** Records to use follows **

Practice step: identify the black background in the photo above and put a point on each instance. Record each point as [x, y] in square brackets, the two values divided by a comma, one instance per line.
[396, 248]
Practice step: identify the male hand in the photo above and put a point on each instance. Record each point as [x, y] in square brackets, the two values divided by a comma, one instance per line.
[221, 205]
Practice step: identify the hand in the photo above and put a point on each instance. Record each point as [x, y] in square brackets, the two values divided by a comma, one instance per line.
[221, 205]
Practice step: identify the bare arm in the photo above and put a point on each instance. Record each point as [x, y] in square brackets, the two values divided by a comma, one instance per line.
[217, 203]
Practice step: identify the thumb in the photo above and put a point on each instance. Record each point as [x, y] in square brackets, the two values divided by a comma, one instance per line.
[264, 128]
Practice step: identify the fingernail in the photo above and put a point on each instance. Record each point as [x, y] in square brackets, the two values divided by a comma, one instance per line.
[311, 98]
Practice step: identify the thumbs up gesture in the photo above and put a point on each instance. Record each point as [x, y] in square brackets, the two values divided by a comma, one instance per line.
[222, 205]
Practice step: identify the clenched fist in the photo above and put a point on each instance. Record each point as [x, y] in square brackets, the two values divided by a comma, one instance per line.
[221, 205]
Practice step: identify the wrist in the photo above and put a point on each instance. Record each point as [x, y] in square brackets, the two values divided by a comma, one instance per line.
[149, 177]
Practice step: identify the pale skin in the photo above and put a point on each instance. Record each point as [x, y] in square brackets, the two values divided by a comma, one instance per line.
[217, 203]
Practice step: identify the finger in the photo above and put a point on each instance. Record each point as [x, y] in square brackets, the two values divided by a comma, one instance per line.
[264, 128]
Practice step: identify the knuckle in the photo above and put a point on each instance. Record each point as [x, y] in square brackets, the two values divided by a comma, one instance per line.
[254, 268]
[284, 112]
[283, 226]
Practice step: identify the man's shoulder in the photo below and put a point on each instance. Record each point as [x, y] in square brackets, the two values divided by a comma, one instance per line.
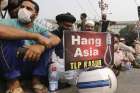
[8, 21]
[39, 28]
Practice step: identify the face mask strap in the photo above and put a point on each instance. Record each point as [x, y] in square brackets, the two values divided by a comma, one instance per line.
[3, 15]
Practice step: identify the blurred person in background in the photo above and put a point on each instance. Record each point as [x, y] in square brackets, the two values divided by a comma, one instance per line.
[36, 56]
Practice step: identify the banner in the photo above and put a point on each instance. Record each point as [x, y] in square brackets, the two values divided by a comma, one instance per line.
[87, 49]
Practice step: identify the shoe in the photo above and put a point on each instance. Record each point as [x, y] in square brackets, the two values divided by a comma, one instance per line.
[16, 90]
[136, 65]
[63, 85]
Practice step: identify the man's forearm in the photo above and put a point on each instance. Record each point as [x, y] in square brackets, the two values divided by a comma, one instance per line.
[53, 40]
[10, 33]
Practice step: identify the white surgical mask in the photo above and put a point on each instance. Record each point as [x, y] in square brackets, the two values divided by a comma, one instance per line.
[24, 15]
[4, 4]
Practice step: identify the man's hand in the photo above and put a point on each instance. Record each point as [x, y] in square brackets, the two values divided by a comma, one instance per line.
[44, 41]
[34, 52]
[49, 41]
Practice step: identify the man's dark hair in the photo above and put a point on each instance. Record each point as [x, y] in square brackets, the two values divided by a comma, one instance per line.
[65, 17]
[33, 2]
[12, 4]
[84, 15]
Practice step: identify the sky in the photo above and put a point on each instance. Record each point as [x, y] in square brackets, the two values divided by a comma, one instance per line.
[118, 10]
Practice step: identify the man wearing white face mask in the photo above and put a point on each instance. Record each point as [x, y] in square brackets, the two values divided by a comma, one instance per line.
[36, 55]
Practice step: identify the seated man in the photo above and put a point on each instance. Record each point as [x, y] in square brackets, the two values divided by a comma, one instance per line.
[12, 38]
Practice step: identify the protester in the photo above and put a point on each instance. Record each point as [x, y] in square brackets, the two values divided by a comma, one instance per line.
[81, 25]
[37, 53]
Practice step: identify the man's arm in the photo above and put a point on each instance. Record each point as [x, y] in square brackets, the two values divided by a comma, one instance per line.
[11, 33]
[53, 40]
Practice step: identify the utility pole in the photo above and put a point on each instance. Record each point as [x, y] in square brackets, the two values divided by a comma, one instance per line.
[104, 22]
[104, 7]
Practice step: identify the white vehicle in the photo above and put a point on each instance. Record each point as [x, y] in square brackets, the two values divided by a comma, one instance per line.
[97, 81]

** End of Records to use **

== Task to carry out ==
Please give the records above again exactly as they stand, with no pictures.

== Reply ==
Practice step: identify the black background in the photo above and put a point on each instance. Record each point as [x, y] in square brackets, the two values divided by a comma, one instance per line.
[396, 248]
Practice step: identify the male hand in the photo above and put a point on each instance. Record each point as [x, y] in square brackets, the two values divided by a comma, one instance per line.
[221, 205]
Practice step: identify the hand in the photo above and put a point on each instance. Record each point as [x, y] in square brackets, the two values divided by a comma, one instance per line.
[221, 205]
Practice step: identify the bare arm in the photo above and put a point on each instance. Record each point as [x, y] in square brackets, the two values divided by a comma, one instance per line.
[217, 203]
Practice step: identify the thumb in the photo above and put a point on each instance. Record each point as [x, y] in square brackets, the two values divided by a comma, one instance per line.
[264, 128]
Practice step: identify the fingernail in the photo above and put a point on each instance. Record each point as [x, y] in square brackets, the two values divided by a comma, one instance per line.
[311, 98]
Practice step: identify the thumbs up gesture in the photo above and put a point on each instance. Record each point as [x, y] in square brackets, the two values divided by a comma, one instance per line.
[222, 205]
Practice step: identify the clenched fist in the photo above and put a point on each instance. Record each point as [x, y] in square brackets, the two values divided by a comma, one instance per line.
[221, 205]
Practice step: identify the wrist in the photo above and put a point on each instance. Record each point as [x, y] in square brackets, the two values divided by a comma, one instance per line.
[149, 177]
Practice step: identify the pale skin in the photo above and put a point on each instance. Record each point as [x, y] in square brackets, the two values divided by a comma, one instance per line.
[217, 203]
Practice step: identify the finger in the photo above and put a point on each instance. Record each point as [x, y] in square brackets, the two values divided by a comma, one instance per line.
[264, 128]
Practice step: identify the knuckle in the photo above and put a point on each instance. Record each point as [x, y] in square brackets, the two values divided by a comma, one instance per line.
[254, 268]
[284, 112]
[283, 226]
Practice step: identify the man's shoulder in the photo below and put a point on each instance. Record each point as [x, y] in square brackets, the two values divided by a comma, one instance per line.
[8, 21]
[39, 28]
Practice step: identify the face mask strap in the photo above and put a point on each instance. Record each point as [x, y] in square brackets, the two values divided by a comma, one instance per line.
[3, 15]
Practice step: identify the blurred person in background in the photo above and put a point on each instance. Record each point as [x, y] in square brackets, the two values divided by a comma, one instance per line.
[36, 56]
Practice step: identify the banner in the photo above and put a point on each instance. Record each point as [x, y] in square brackets, the two values divided by a comma, one instance per line.
[87, 49]
Practice step: identify the shoe in the photo above and put a point on each instance. Record each point as [x, y] in square brackets, the two values divided by a comma, one instance per line.
[16, 90]
[136, 65]
[63, 85]
Practice step: identify the man's forearm in the photo above and put a point on each instance. Record each point as [x, y] in square brackets, the two values divided by a comma, one instance per line.
[53, 40]
[10, 33]
Practice step: identify the white surgical mask in the photo above and put a point on each instance. Record each point as [x, y] in square brackets, the two values divided by a comma, one instance per line.
[24, 15]
[4, 4]
Practice step: identify the man's hand in the photo above and put a point on each instance. Record each point as [x, y] in square brackets, the two values divided by a comma, one instance per line.
[44, 41]
[34, 52]
[49, 41]
Practice step: identify the man's dark hair in the photo above and put a point on each instance. Record each point as [x, y] in square brackets, the two values divided by a comma, one instance per line.
[65, 17]
[33, 2]
[12, 4]
[84, 15]
Practice step: identify the sky in the photo above and put a point on each instance. Record each point as [x, y] in square brackets, the two values divided by a comma, one instance per line.
[118, 10]
Practice step: identify the man wearing white face mask in the photo above and put a point on each instance. Record each point as [x, y] in square brackets, the two values divided by a comma, one instance per line.
[36, 55]
Practice step: identify the seated man in the photo above and put a point on each instance. Record each point as [x, y] in square brackets, the two values divided by a comma, one instance per line.
[12, 38]
Practice step: identify the protester in the photo above and put a point on each instance. Record each point as [x, y] in square brackets, the two values divided by a comma, one instance per line.
[81, 25]
[37, 53]
Practice step: identify the man's arm in the photo above and put a point on each instance. Record each point as [x, y] in square brackets, the two values divided by a comma, one instance per line.
[11, 33]
[53, 40]
Practice step: identify the utility pole in the photo above and put a point on each instance. Record each point as [x, y] in square brackets, the two values divided by a comma, one instance per line.
[104, 22]
[104, 7]
Practice step: identify the white vehicle in the photo above and put a point on each instance. Record each point as [x, y] in square brackets, the two values divided by a comma, one instance per line.
[97, 81]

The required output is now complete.